Turn the material below into a Markdown table with the columns Row and Line, one numbered row per line, and leave out any blank lines.

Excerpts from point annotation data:
::::::::::
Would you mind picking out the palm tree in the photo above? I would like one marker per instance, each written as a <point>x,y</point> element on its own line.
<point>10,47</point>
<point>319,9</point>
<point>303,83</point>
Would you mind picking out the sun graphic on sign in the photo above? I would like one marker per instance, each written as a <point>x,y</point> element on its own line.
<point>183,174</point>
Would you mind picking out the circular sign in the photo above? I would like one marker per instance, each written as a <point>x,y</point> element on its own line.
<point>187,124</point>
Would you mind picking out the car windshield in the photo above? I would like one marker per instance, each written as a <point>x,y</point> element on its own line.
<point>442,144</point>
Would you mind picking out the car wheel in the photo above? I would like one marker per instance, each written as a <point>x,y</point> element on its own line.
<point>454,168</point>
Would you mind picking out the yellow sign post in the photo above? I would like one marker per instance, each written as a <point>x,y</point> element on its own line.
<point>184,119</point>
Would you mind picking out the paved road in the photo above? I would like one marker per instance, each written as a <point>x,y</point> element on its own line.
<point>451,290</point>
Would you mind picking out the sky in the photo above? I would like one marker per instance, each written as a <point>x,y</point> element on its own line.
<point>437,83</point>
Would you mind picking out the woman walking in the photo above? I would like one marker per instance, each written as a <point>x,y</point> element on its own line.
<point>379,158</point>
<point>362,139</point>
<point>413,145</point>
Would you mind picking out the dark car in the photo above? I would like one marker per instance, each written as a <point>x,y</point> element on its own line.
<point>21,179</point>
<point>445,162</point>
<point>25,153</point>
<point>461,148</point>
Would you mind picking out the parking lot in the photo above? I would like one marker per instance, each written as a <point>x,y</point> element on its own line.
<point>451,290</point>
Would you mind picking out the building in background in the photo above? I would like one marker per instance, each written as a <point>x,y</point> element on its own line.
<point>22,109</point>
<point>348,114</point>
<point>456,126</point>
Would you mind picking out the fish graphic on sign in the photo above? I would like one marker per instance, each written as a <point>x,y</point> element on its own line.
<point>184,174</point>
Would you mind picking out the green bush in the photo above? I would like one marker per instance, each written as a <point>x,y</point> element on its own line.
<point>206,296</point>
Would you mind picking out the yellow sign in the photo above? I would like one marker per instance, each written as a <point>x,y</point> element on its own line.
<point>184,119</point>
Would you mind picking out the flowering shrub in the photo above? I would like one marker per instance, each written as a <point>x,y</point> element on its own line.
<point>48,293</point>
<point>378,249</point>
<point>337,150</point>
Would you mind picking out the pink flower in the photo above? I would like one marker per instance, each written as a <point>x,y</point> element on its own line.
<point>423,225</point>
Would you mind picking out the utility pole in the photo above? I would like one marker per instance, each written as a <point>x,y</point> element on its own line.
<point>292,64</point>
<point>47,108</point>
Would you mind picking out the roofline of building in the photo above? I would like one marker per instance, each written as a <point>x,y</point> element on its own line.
::::::::::
- **Written solution**:
| Row | Line |
|---|---|
| 1 | Would you mind picking out the palm tree in the photo above? I would like one marker per instance, each written as a <point>x,y</point> element on its own line. |
| 2 | <point>10,47</point> |
| 3 | <point>319,9</point> |
| 4 | <point>303,83</point> |
| 5 | Would you mind picking out the sun graphic on sign in the photo above? I would like one marker per instance, each written as a <point>x,y</point> element on its own line. |
| 6 | <point>183,174</point> |
| 7 | Would you mind picking out the circular sign in the photo above? I would like one marker per instance, each written as a <point>x,y</point> element on its own line. |
| 8 | <point>187,124</point> |
| 9 | Would you mind picking out the car windshield in the photo above? I would like one marker per instance, each written as a <point>x,y</point> element on its own line. |
| 10 | <point>442,144</point> |
| 11 | Would you mind picking out the car wheel in the photo above? I would like one marker per instance, each written as a <point>x,y</point> element on its own line. |
| 12 | <point>454,168</point> |
| 13 | Would you mind picking out the yellow sign post in the photo above? I would like one marker per instance, each written as a <point>x,y</point> element on its own line. |
| 14 | <point>184,119</point> |
| 15 | Would you mind picking out the paved road in the photo above? I would like one marker per instance, each written as a <point>x,y</point> element on its own line. |
| 16 | <point>451,290</point> |
| 17 | Would you mind picking out the sky in the photo above? I would like one marker per instance, each written as a <point>x,y</point> element on its own line. |
| 18 | <point>437,83</point> |
| 19 | Would you mind picking out the woman walking in the photo above? I would like one marker per instance, each written as a <point>x,y</point> element on its own line. |
| 20 | <point>379,158</point> |
| 21 | <point>362,139</point> |
| 22 | <point>413,145</point> |
| 23 | Would you mind picking out the dark car in the photo above? I would like one marker per instance, each written as a <point>x,y</point> element on its own line. |
| 24 | <point>21,179</point> |
| 25 | <point>445,162</point> |
| 26 | <point>25,153</point> |
| 27 | <point>461,148</point> |
| 28 | Would you mind picking out the parking lot in the photo above? I would like one marker per instance, each written as a <point>x,y</point> element on its own line. |
| 29 | <point>451,290</point> |
| 30 | Would you mind picking out the building in background in the photo above? I would like one marker per instance, each written as a <point>x,y</point> element on its own line. |
| 31 | <point>22,109</point> |
| 32 | <point>348,114</point> |
| 33 | <point>456,126</point> |
| 34 | Would you mind picking out the fish graphic on sign in the photo above? I would like one marker per instance, each written as a <point>x,y</point> element on its own line. |
| 35 | <point>184,174</point> |
| 36 | Would you mind picking out the green bush in the photo above? I would like one marker per instance, each written as a <point>x,y</point> element on its own line. |
| 37 | <point>206,296</point> |
| 38 | Would you mind picking out the yellow sign in the photo above? I would like one marker per instance, each written as a <point>x,y</point> element on its own line. |
| 39 | <point>184,119</point> |
| 40 | Would you mind picking out the flowering shrub in the photo above? I would like one marker per instance, each written as a <point>x,y</point> element on its own line. |
| 41 | <point>48,293</point> |
| 42 | <point>378,249</point> |
| 43 | <point>337,150</point> |
| 44 | Would you mind picking out the pink flower in the photo above? I would like one marker per instance, each written as a <point>x,y</point> element on its own line. |
| 45 | <point>423,225</point> |
| 46 | Would you mind picking out the utility pole in the photo above? I would like one marker per instance, each written as a <point>x,y</point> element on its own line. |
| 47 | <point>292,64</point> |
| 48 | <point>47,108</point> |
| 49 | Would you mind picking out the roofline of building in the photo above? I would like one marker per instance, each written as a <point>x,y</point> element on its own line. |